__Exercise set__:
1. In the Angels fan comment thread, who is the first GM that Arte hired, described as "so extravagantly inept it boggles the mind"?
2. Pick up the Angels fan comment thread after its final comment and write the next part.

__Extract provided__:
Close! Definitely feels that way. But yeah, not just the bullpen, but that’s how many runs our pitching has given up in the last 10 games.

Hard to win that way and hard to watch a bunch of 4 hour games while getting your brains bashed in.

H.T. Ennis
Admin
Super Member
3 years ago

Is this bad? Asking for a friend who doesn’t have a thesaurus on him.

2002heaven
Trusted Member
3 years ago

Bottomline is the farm system still sucks very badly and just didn’t get much better under Billy Eppler in 4 yrs.
Only two pitching prospects are #1 Reid Detmers and a another very green young Latin kid who’s at least another two years away. There was a article here on CTPG about how our farm system was only #25 in MLB back in March. Plus Matt Thaiss and last year’s #1 Will Wilson were wasted picks. 😫 

Jessica DeLine
Admin
Super Member
3 years ago
Reply to  2002heaven

BUT HE IMPROVED THE FARM! /s

ChillRIL
Member
3 years ago

A few days ago I wrote a short hate comment on Arte, on the topic of busting the “myth of the genius billionaire.” A couple of folks agreed but one refuted my point by pointing out that Arte’s job is making money, and since the Angels are making him a lot of money, he’s golden no matter what the team does. The observation is valid in the topsy turvy world of big business, finance, and all that, where CEOs are compensated dozens of millions for driving a firm into bankruptcy or having to resign in scandal. I’m sure Arte is respected among the rich guys he rubs elbows with, but I still say: No, owning a professional sports team is not the same as owning Walmart or Microsoft or whatever. The person who refuted me claimed that Arte is a “hand’s off” owner, and basically couldn’t care less if the team wins of loses. I disagree. Arte has wielded a heavy hand from the start, interfering with General Managers at will, always with disastrous results. Also, he hired basically everyone in the front office, starting way back when with a GM (Reagins) so extravagantly inept it boggles the mind. This teams is his, and no number of private jets or political influence or whatever else he’s into is going to shield him from a great, prevailing stink of failure that will follow him to the grave if something doesn’t change. What will he be remembered for in the end, if he continues to own this wildly disappointing franchise? The guy who made a bunch of money selling ad space on billboards, and cutting lucrative land deals with the city of Anaheim once he bought his way into influence, or the fool who purchased a World Championship team and inherited the best player of a generation, and yet, no matter how much he spent, could barely ever even hit mediocrity?

__Recorded information__:
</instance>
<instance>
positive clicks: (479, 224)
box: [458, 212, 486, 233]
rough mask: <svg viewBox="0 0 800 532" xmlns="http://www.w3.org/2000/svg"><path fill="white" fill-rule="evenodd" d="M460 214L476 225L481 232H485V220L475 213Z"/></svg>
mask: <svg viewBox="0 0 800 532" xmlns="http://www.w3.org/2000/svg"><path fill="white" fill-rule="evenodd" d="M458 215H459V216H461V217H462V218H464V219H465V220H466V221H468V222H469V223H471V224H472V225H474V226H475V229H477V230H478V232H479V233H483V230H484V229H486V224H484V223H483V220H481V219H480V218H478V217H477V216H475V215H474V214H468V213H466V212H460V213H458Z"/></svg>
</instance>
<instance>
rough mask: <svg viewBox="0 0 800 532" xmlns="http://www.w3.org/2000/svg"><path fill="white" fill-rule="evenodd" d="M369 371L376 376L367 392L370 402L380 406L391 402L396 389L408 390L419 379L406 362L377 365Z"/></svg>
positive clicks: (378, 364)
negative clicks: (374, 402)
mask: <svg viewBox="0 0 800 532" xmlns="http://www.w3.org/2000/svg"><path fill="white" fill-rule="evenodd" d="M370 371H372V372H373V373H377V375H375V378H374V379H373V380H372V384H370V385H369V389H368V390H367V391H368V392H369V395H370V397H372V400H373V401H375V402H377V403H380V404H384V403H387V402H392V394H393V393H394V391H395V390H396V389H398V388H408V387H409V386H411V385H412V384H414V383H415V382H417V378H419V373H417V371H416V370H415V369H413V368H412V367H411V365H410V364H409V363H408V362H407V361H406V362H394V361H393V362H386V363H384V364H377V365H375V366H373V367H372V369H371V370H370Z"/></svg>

__Results by task__:
1. Reagins

2.
ChillRIL
Member
3 years ago
Reply to  Rahul Setty

I hear you saying he is a short term thinker and actor, to the detriment of long term success. The LA Angels of Anaheim facilitated a boost of money, but made us a laughingstock, pretty much forever. “Big splash” signings all feel good in the moment, but pretty much none of them have paid off. Sounds like corporate thinking to me, aiming for that next quarter but not seeing much beyond it.

GrandpaBaseball
Legend
3 years ago
Reply to  Rahul Setty

He has not yet proven that he has alienated the fans he so desperately wants to keep if the same 800, ooo or so fans keep returning to rack up 3mil + seats sold every year. As for us handful of diehards who post here he is snart enough to realize that we will be here no matter what. He may be smart in some areas of business he sure is clueless in how to put together a winning organization and and implement a strategy and coarse of action to provide a winner nearly every year i.e. Dodgers, Yankees and Cardinals.When Selig allowed weak ownership to buy into Boston, Miami, and Los Angeles he really hurt MLB. Bad ownership is a lot like bad fish smell in a refrigerator, it never goes away. Arte believes he has the right people in place with exception of Eppler, but he should look at how the last 3 GM’s came into play with those who supported their hiring. When the Halos drop down below 3 mil fans per then he will be in trouble as it will be hard to raise it back up again and maybe even with a new stadium. Oh that meddling Arte.

Fansince1971
Legend
3 years ago

Good article. Bad reality.

Jessica DeLine
Admin
Super Member
3 years ago

Ouch. That hurts. But great article!